→ PROBLEM REQUIREMENTS: From the records below, print exactly the lines starting at the one containing "Exercise. Point out each instance of the distant" and ending at the one containing "Exercise. Point out each instance of the hazy", ends included, and nothing else.

→ Stored records:

____________________

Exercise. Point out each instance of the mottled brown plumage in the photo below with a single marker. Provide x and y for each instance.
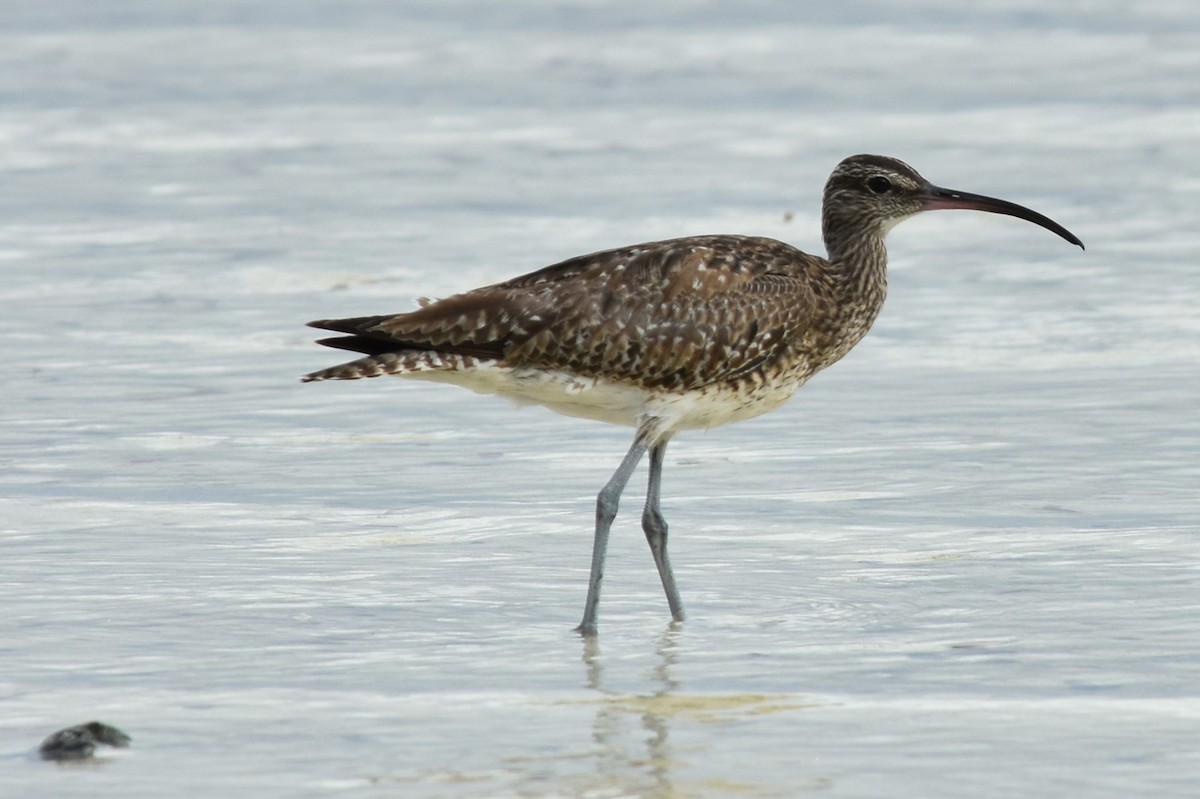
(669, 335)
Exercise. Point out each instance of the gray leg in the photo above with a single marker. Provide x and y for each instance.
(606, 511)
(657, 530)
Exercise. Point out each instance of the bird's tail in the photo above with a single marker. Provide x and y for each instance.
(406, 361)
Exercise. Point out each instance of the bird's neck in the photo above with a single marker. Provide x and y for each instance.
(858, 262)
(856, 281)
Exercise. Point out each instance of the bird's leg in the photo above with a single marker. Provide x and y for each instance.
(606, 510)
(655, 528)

____________________

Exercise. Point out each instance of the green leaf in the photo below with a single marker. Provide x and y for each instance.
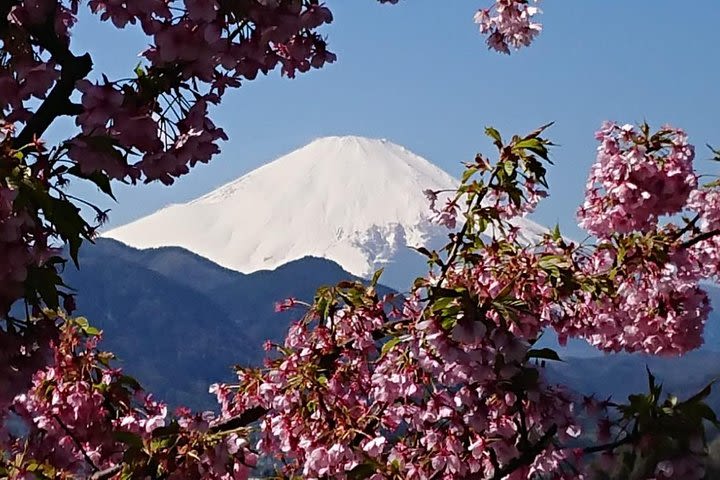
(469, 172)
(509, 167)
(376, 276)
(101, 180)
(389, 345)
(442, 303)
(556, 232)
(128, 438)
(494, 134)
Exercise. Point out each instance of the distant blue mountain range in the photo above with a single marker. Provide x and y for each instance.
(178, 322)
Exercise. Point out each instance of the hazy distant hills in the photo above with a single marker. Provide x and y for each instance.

____________________

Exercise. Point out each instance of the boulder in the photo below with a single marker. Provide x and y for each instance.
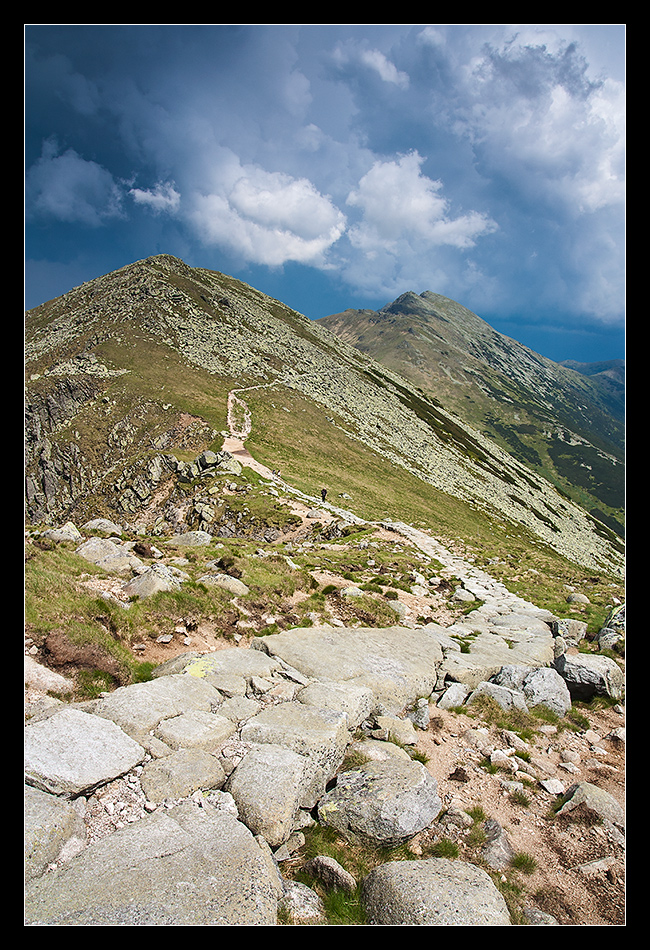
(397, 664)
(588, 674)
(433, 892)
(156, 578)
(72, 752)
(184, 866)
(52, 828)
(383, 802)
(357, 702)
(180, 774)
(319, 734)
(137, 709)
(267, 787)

____________________

→ YOUR SOLUTION:
Exercise. Point out each instance of the distant blue mountain range in the photo above with a single marker. Provide x and y for each instance.
(178, 322)
Exercise. Point out each instance of the hazy distant hills in the photo above with a single marker. Provide x and y for each instance.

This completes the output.